Work request: Every line from the line containing "The resolver MUST return, for each instance of the cake" to the end of the data must appear in the answer exactly as it appears there, and nothing else.

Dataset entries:
○ ○ ○
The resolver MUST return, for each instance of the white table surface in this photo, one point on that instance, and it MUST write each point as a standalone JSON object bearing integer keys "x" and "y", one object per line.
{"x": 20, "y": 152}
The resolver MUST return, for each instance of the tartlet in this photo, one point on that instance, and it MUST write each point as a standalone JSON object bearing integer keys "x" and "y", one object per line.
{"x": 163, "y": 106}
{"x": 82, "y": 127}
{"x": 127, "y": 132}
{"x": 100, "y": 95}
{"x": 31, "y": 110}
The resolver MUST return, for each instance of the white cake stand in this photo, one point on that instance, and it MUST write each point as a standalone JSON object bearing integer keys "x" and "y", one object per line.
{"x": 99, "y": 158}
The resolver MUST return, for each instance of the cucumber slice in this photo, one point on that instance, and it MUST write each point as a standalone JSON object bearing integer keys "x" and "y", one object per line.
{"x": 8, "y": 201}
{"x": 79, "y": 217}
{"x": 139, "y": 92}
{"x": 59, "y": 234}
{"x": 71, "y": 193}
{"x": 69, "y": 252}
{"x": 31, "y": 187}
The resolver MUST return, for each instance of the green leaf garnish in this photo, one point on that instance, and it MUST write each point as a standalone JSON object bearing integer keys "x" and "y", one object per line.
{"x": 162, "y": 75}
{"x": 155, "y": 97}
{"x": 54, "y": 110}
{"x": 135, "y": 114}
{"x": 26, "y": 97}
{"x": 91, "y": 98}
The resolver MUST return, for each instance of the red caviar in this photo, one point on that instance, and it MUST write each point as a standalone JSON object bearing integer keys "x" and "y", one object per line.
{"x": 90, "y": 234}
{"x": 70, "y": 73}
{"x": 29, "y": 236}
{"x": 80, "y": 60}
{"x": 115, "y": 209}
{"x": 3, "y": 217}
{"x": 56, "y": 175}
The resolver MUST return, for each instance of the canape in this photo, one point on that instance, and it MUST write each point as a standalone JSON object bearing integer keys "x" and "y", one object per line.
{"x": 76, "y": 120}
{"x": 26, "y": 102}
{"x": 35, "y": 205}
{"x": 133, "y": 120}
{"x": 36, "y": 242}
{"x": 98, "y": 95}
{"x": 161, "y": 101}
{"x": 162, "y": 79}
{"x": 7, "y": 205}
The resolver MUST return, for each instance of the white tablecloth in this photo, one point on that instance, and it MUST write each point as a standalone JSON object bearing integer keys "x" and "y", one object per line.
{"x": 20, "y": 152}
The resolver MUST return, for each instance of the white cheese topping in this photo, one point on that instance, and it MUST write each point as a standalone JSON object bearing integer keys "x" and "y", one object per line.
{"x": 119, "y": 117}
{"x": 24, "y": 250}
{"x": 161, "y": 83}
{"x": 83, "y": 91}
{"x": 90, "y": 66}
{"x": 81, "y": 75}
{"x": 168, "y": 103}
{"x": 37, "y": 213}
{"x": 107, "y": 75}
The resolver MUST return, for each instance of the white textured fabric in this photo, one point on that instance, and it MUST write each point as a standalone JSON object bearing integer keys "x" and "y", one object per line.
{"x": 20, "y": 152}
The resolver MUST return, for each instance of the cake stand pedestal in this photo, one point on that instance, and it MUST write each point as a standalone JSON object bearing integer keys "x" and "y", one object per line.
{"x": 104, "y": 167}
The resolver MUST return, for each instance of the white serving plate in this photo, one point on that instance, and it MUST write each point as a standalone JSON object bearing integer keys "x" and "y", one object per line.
○ ○ ○
Result:
The resolver MUST return, for each instance of the cake stand pedestal in this photo, one point on that instance, and it MUST write each point as a standalone JSON object bearing integer keys "x" and "y", one object per line.
{"x": 104, "y": 167}
The resolver MUST return, for each instance of the white serving plate in this photo, one point on that instance, and it MUST write each point as a standalone JSON object bearing integer keys "x" and "y", one object per line.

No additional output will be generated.